=== Begin Enclosure ===
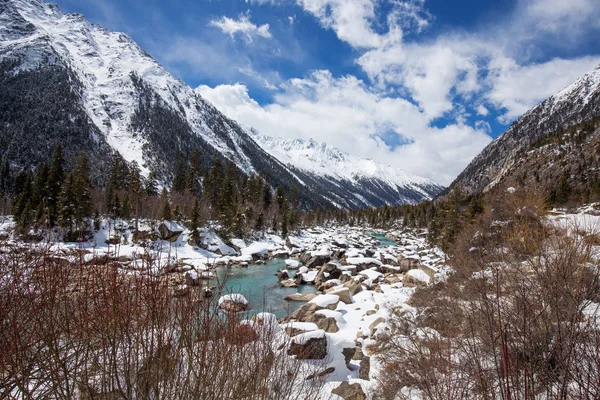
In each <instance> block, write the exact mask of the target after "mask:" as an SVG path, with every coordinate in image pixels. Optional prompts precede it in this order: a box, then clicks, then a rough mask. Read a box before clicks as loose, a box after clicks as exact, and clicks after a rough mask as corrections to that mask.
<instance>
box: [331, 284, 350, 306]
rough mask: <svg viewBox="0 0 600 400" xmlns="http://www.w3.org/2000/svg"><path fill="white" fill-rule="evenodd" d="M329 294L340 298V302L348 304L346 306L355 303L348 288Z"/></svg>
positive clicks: (331, 292)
=== End Enclosure ===
_YOUR OBJECTIVE_
Nothing but the pictures may be dropped; restate the material word for word.

_ANSWER_
In each <instance> block, write the exact mask of the target after "mask:" as an SVG path, with every coordinate in image pixels. Optional prompts precede it in this order: a box, then clicks, then a rough mask. Read a box before clicks as loose, a box after clicks as exact, and clicks after a rough mask as corrections to that mask.
<instance>
box: [331, 284, 350, 306]
rough mask: <svg viewBox="0 0 600 400" xmlns="http://www.w3.org/2000/svg"><path fill="white" fill-rule="evenodd" d="M329 294L340 298V302L348 304L346 306L355 303L348 288Z"/></svg>
positive clicks: (331, 292)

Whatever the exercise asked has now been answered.